Images for object localization:
..............................
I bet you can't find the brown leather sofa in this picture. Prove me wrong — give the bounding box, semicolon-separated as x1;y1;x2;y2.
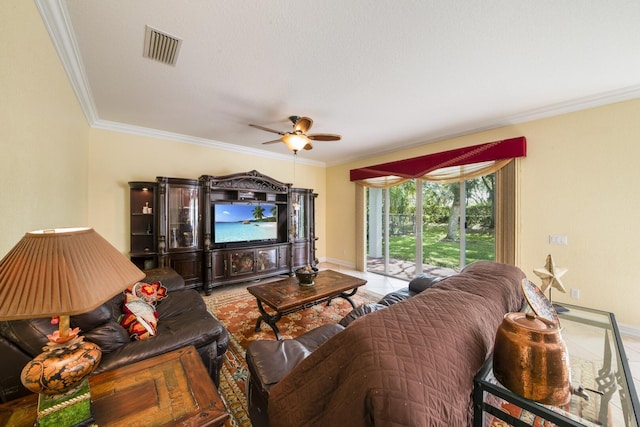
245;271;445;427
246;323;345;427
245;262;525;427
0;267;228;403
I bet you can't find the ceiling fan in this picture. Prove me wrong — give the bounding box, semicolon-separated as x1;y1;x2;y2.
249;116;341;153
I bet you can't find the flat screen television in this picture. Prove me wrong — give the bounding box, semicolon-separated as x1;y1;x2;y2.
213;203;279;244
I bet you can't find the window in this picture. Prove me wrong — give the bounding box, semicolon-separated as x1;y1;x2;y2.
353;138;524;276
366;171;502;280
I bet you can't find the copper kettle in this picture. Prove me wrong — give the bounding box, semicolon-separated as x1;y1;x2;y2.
493;312;572;406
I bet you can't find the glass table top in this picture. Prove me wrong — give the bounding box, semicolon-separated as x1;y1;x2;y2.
476;303;640;426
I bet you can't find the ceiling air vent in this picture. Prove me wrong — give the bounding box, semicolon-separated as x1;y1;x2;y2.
143;25;182;66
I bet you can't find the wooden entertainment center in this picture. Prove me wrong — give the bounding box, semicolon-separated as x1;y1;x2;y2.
129;171;316;294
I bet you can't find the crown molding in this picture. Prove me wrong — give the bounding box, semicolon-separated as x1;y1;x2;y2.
35;0;325;167
332;85;640;167
37;1;640;168
493;84;640;126
35;0;98;124
93;119;325;166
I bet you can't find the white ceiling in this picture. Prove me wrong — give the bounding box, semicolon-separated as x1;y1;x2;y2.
38;0;640;166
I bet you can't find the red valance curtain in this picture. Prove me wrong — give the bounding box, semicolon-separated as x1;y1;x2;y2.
350;137;526;186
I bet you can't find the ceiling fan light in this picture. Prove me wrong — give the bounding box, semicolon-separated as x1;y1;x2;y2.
282;133;309;152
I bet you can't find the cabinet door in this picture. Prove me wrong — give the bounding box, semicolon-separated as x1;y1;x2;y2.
168;252;202;288
291;190;307;240
290;188;317;267
256;248;278;272
277;244;290;269
292;241;310;269
211;251;226;280
167;185;199;250
229;250;255;276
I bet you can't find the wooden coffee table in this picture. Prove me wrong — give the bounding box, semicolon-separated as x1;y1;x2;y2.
0;346;229;427
247;269;367;340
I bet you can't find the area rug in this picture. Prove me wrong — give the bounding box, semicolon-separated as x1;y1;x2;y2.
202;288;381;427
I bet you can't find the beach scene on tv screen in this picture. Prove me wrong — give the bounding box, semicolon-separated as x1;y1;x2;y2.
214;203;278;243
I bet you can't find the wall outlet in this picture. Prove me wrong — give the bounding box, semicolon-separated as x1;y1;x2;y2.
570;288;580;299
549;234;568;245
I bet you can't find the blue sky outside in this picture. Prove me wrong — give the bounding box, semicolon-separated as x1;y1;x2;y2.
214;203;277;223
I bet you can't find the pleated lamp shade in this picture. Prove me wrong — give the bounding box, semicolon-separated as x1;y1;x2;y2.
0;227;146;320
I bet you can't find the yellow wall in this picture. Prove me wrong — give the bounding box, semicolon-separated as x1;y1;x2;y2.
1;1;326;270
0;1;89;256
4;0;639;327
327;99;640;326
87;129;326;258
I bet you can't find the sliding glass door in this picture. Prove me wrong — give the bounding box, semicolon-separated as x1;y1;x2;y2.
366;174;496;280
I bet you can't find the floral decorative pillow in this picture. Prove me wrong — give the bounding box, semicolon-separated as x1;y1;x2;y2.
130;281;167;306
119;281;168;340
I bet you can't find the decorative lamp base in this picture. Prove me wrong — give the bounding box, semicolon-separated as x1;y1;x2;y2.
21;334;102;395
37;378;94;427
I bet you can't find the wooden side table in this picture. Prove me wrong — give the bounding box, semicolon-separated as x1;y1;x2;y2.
0;345;229;427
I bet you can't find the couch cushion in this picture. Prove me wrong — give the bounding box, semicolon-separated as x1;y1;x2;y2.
0;318;52;357
82;322;130;353
377;288;413;306
295;323;344;351
72;303;112;332
156;288;202;318
408;272;443;293
247;324;344;390
247;340;309;390
339;303;387;327
143;267;185;292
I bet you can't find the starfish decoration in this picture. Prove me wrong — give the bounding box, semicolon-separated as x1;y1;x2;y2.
533;254;567;294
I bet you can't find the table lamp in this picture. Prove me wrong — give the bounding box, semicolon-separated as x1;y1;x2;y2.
0;227;145;426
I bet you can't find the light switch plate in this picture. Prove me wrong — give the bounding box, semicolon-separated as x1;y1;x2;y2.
..............................
→ **YOUR GOAL**
When copying the records, reproduce every entry exactly and omit all pictures.

→ **REPLY TO THE TASK**
I bet you can't find the brown leather sofa in this picture. Prove me wrong — give the bounding box, semicolon-separated as x1;y1;x2;y2.
245;271;445;427
246;323;345;427
245;262;525;427
0;267;228;403
I bet you can't find the ceiling fan in this picture. Prove me wrong — give the bounding box, semicolon-separated as x1;y1;x2;y2.
249;116;341;153
I bet you can't find the flat screen television in this picture. Prove me wrong — give the bounding box, semicolon-separated as x1;y1;x2;y2.
213;203;279;244
I bet you can't find the window in this picture. Prove me wrong — give the bounding box, semicolon-separated as x1;y1;x2;y2.
353;138;524;276
366;171;502;280
I bet you can't find the copper kettle in this picture. Prove me wrong — give the bounding box, semicolon-separated as x1;y1;x2;y2.
493;312;572;406
I bet you can't find the glass table top in this picture. Prove me wrong — give the bounding box, semicolon-separated as x1;y1;x2;y2.
476;303;640;426
I bet you can't find the ceiling air vent in this picture. Prove me wrong — give the bounding box, semicolon-separated as x1;y1;x2;y2.
143;25;182;66
I bet you can't find the wooden entertainment center in this picture. Prove me wrong — give the bounding box, semicolon-separated as x1;y1;x2;y2.
129;171;316;294
I bet you can't find the crown molding in this picture. Prove me wrong — give the bounding box, semicolon-separated as x1;y1;x2;y2.
35;0;325;167
332;85;640;167
37;1;640;168
493;84;640;126
35;0;98;124
93;119;325;166
I bet you can't find the white ceiling in this picture. Prove me wrong — give the bounding box, semicolon-separated as x1;y1;x2;y2.
38;0;640;166
I bet you can't find the red valance curtain in this picture. Prove me wrong — give the bounding box, semicolon-separated as x1;y1;x2;y2.
350;137;526;186
I bet you can't find the ceiling fan light in this picture. Prove me wrong — give the bounding box, semicolon-separated as x1;y1;x2;y2.
282;133;309;152
I bet you can't find the cabinet door in this picture. Prove me wrong — give the bounding box, semicolon-separated as x1;y1;x2;y2.
168;252;202;288
291;190;307;240
290;188;317;267
256;248;278;272
277;244;290;269
292;241;310;269
211;251;226;280
167;185;199;250
229;250;255;276
I bet you can't find the wooden coffee table in this picture. Prove me wrong — give the bounding box, semicolon-separated as x1;y1;x2;y2.
0;346;229;427
247;269;367;340
I bet you can't find the area rug in this picture. Prove me wrong — give the bounding box, semicolon-separated as x1;y1;x2;y2.
202;288;381;427
I bet you can't find the beach scene on tv screen in this picture. Prove me wrong — give the bounding box, semicolon-separated as x1;y1;x2;y2.
214;203;278;243
I bet you can't find the wall outlet in this picture. Prove me wrong — give the bounding box, semicolon-separated as x1;y1;x2;y2.
570;288;580;299
549;234;568;245
I bet you can't find the blue sky outside in this picture. Prove me wrong — give the bounding box, semicolon-separated as x1;y1;x2;y2.
214;203;277;223
I bet you can't find the pleated lamp shade in this picture. Prove me wrong — give the bounding box, semicolon-separated as x1;y1;x2;y2.
0;227;146;320
I bet you can't find the yellow wall in this picture. Prove me wrong — give the bounding box, semicolon-separated as x1;y1;x2;y2.
1;1;326;270
0;1;89;256
4;0;639;327
327;99;640;326
87;129;326;258
I bet you can't find the sliding glass door in this picture. Prove me wrong — give the bounding box, semicolon-separated as x1;y1;x2;y2.
366;174;496;280
I bet you can't find the floral decorative pillow in this picture. Prove me wrong — give the bounding box, semicolon-separated as x1;y1;x2;y2.
130;281;167;306
119;281;168;340
I bet you can't find the decorative lamp base in this picture. Prove me wrong — give the bounding box, semicolon-separated as x1;y1;x2;y2.
21;334;102;395
37;378;94;427
I bet you can't find the wooden side table in this picture. Prove me wrong — give the bounding box, semicolon-separated as x1;y1;x2;y2.
0;345;229;427
I bet you can't find the couch cushion in this picture. Prove me wrong — give the bounding box, semicolon-separated as x1;y1;x2;y2.
0;318;52;357
82;322;130;353
377;288;413;306
295;323;344;351
72;303;112;332
156;288;202;318
408;272;443;293
247;324;344;390
247;340;309;390
339;303;387;327
143;267;185;292
I bet you can't find the starfish decoration in this picture. Prove me wrong — give the bounding box, semicolon-separated as x1;y1;x2;y2.
533;254;567;294
I bet you can't find the table lamp in this picture. Prove me wrong — give the bounding box, semicolon-separated as x1;y1;x2;y2.
0;227;145;426
I bet you can't find the light switch plate in this picture. Prove me wrong — give the bounding box, semicolon-separated as x1;y1;x2;y2.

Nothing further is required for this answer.